##### Data supplied #####

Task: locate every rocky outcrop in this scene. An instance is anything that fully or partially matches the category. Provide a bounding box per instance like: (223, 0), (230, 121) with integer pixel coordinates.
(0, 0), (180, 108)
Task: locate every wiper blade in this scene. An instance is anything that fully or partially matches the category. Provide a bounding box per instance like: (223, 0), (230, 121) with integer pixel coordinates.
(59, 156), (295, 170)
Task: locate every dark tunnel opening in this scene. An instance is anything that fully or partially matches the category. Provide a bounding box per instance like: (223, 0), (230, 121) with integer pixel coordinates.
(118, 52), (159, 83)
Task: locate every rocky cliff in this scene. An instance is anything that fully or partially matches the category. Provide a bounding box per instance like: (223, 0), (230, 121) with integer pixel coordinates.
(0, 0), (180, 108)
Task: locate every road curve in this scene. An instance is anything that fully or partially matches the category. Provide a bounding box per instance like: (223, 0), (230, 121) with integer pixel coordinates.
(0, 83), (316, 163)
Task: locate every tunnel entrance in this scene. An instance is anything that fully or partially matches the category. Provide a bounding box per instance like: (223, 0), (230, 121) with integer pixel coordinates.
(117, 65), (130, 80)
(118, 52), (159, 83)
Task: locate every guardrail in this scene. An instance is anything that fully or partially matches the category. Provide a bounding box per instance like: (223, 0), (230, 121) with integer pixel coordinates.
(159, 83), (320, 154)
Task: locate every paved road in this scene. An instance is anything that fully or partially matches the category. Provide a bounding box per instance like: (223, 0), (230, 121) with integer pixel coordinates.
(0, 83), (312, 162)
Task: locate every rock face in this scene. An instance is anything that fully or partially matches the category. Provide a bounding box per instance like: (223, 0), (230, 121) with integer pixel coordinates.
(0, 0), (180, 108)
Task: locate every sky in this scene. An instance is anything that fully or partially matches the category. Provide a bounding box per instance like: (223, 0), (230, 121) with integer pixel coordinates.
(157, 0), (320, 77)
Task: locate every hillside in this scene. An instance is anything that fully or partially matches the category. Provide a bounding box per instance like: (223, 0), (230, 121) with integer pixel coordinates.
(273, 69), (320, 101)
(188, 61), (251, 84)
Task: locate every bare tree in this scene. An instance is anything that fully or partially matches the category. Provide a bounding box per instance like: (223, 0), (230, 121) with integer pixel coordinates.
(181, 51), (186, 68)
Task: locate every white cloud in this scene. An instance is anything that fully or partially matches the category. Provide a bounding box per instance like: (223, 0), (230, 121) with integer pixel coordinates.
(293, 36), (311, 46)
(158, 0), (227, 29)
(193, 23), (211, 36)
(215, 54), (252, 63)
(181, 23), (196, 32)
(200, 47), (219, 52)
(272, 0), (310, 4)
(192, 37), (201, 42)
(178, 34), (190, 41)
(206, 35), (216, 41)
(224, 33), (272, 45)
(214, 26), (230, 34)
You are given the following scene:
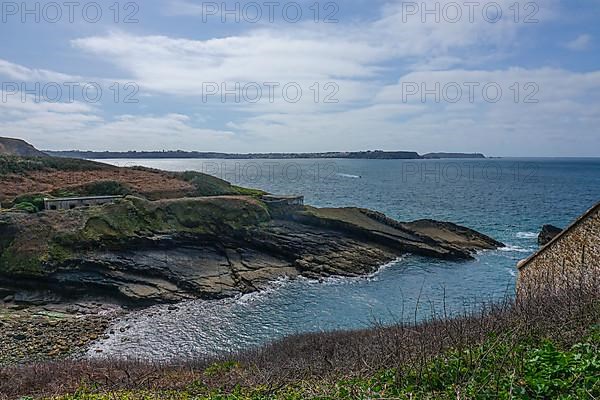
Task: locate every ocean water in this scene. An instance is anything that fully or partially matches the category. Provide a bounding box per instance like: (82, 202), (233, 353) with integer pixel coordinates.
(88, 159), (600, 360)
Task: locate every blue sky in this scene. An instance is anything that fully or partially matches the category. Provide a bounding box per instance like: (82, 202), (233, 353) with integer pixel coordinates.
(0, 0), (600, 156)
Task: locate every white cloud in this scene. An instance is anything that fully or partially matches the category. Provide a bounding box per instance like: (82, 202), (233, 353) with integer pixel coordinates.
(565, 34), (592, 51)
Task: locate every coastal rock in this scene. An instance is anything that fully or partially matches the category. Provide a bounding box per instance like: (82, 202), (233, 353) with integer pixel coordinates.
(0, 196), (502, 306)
(538, 225), (562, 246)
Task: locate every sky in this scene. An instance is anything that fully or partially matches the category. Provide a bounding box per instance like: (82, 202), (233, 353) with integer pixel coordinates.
(0, 0), (600, 157)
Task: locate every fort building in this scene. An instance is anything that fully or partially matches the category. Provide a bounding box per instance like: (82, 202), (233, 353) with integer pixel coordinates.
(517, 203), (600, 292)
(44, 196), (123, 210)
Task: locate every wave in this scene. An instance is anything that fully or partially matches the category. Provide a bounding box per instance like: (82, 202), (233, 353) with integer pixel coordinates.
(336, 173), (362, 179)
(516, 232), (538, 239)
(498, 244), (535, 253)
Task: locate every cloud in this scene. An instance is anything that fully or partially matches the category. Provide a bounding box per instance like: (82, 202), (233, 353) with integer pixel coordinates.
(0, 59), (83, 82)
(564, 34), (592, 51)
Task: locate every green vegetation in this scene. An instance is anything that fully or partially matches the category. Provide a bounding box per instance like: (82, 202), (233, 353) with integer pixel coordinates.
(50, 181), (132, 197)
(181, 171), (266, 197)
(12, 193), (45, 213)
(0, 281), (600, 400)
(0, 196), (271, 276)
(48, 327), (600, 400)
(0, 155), (106, 175)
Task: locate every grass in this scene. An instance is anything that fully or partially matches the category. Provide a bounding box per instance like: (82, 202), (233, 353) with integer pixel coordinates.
(0, 155), (106, 175)
(50, 327), (600, 400)
(0, 282), (600, 400)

#####

#### Work to complete
Reproduce every line of the records above as a numbered list, omitting blank lines and leaving out the pictures.

#### Response for this exercise
1. Task: locate every rocky outcrop in this scene. An instance is anything that fully or partially matches the category. Provide a bounding box per instance like: (223, 0), (230, 121) with integer pixel coordinates.
2. (0, 0), (180, 108)
3. Task: locate every wiper blade in this scene. An instance is anything that fully or partially matches the category. Provide a bounding box per instance like: (223, 0), (230, 121) with integer pixel coordinates.
4. (59, 156), (295, 170)
5. Task: locate every dark tunnel opening in this scene. An instance is anything that fully or partially matches the category. Provide a bounding box per instance like: (223, 0), (230, 121) with integer pixel coordinates.
6. (118, 52), (159, 83)
7. Task: locate every rocky cliff in this scene. An instance is anything that fully or partially matches the category. Provide a bounding box per instance like: (223, 0), (230, 121) with integer pixel coordinates.
8. (0, 0), (180, 108)
9. Task: locate every road curve in this scene. An instance is anything that fully or partially matches the category. Provide a bounding box per instance like: (223, 0), (230, 121) with integer pixel coordinates.
10. (0, 83), (316, 163)
11. Task: locate every tunnel entrance in this scene. An instance is anything that fully or partially matches the category. Provide a bounding box per instance like: (223, 0), (230, 121) with integer pixel coordinates.
12. (117, 65), (130, 80)
13. (118, 52), (159, 83)
14. Task: locate every guardrail in this scene. An instance is anything that fully or partially matches the category. Provide a bounding box per instance like: (223, 0), (230, 121) with integer pixel coordinates.
15. (159, 83), (320, 154)
16. Task: locate every paved road in this scene. An instance is anything that fully or partially matches the category. Provide a bounding box per instance like: (223, 0), (230, 121) with integer pixel coordinates.
17. (0, 83), (312, 162)
18. Task: locate every rock face in this scene. An instance is anything that fully or partially matches the category. Provide a bounding box per instance like: (223, 0), (230, 121) with integer pixel coordinates.
19. (0, 0), (180, 108)
20. Task: locate every sky in this scene. An instance is anything that fully or partially matches the category. Provide a bounding box per instance like: (223, 0), (230, 121) with integer pixel coordinates.
21. (157, 0), (320, 77)
22. Task: locate every hillside in this scene. An instance is anything that fully or partially matches the category. Provide a bounding box per instance like: (223, 0), (230, 121) with integer pixel coordinates.
23. (273, 69), (320, 101)
24. (188, 61), (251, 84)
25. Task: locate every bare tree in this scene. An instance is anything that fully or partially matches the category. Provide a bounding box per instance like: (223, 0), (230, 121) with integer pixel coordinates.
26. (181, 51), (186, 68)
27. Task: locate every white cloud in this scene. An instance is anything that fully or partially matches the category. Provide a bounding box per instance like: (223, 0), (230, 121) with integer pixel coordinates.
28. (293, 36), (311, 46)
29. (158, 0), (227, 29)
30. (193, 23), (211, 36)
31. (215, 54), (252, 63)
32. (181, 23), (196, 32)
33. (200, 47), (219, 52)
34. (272, 0), (310, 4)
35. (192, 37), (201, 42)
36. (178, 34), (190, 41)
37. (206, 35), (216, 41)
38. (224, 33), (272, 45)
39. (214, 26), (230, 34)
40. You are given the following scene:
41. Task: locate every ocean water in this scene. An instance is anything that fully or partially matches the category. Provide a bounding box per instance like: (82, 202), (233, 353) with integer pixel coordinates.
42. (88, 159), (600, 360)
43. Task: locate every blue sky in this scene. An instance is anything that fully or partially matches the category. Provide a bounding box per instance like: (82, 202), (233, 353) with integer pixel coordinates.
44. (0, 0), (600, 156)
45. Task: locate every white cloud in this scene. An instance is anything that fully or partially matches the category. Provide a bounding box per instance like: (82, 202), (233, 353) with integer pixel coordinates.
46. (565, 34), (592, 51)
47. Task: locate every coastal rock in this scene. An instance is anything that fully or partially matches the category. Provide a bounding box per instance like: (82, 202), (233, 353) with integer pixel coordinates.
48. (0, 196), (502, 306)
49. (538, 225), (562, 246)
50. Task: locate every sky in this scene. An instance is anything that fully or partially matches the category. Provide a bounding box per instance like: (82, 202), (233, 353) with integer pixel coordinates.
51. (0, 0), (600, 157)
52. Task: locate every fort building in this scene. An instance is anything that fully or partially matches the category. Provide a bounding box per instance like: (82, 202), (233, 353) with integer pixel coordinates.
53. (517, 203), (600, 292)
54. (44, 196), (123, 210)
55. Task: locate every wave in this scene. An instance is anything that fully or partially matches the category. Provide a bounding box per instance like: (82, 202), (233, 353) with integer pixel coordinates.
56. (336, 173), (362, 179)
57. (516, 232), (538, 239)
58. (498, 244), (535, 253)
59. Task: locate every cloud in this scene. An instance is anything that fully or partially matches the category. Provide a bounding box per instance like: (82, 202), (233, 353) with integer pixel coordinates.
60. (0, 59), (83, 82)
61. (564, 34), (592, 51)
62. Task: locate every green vegetation in this scene. An instance is anything that fully or partially matches the category. Provide a bounding box per instance like: (82, 202), (233, 353) with integer pixel coordinates.
63. (50, 181), (132, 197)
64. (181, 171), (266, 197)
65. (12, 193), (45, 213)
66. (0, 281), (600, 400)
67. (0, 196), (271, 276)
68. (48, 327), (600, 400)
69. (0, 155), (106, 175)
70. Task: locate every grass in this scene. An instance is anything that fully or partially matches the category. Provide a bounding box per instance like: (82, 202), (233, 353) with integer pixel coordinates.
71. (0, 155), (106, 175)
72. (50, 327), (600, 400)
73. (0, 282), (600, 400)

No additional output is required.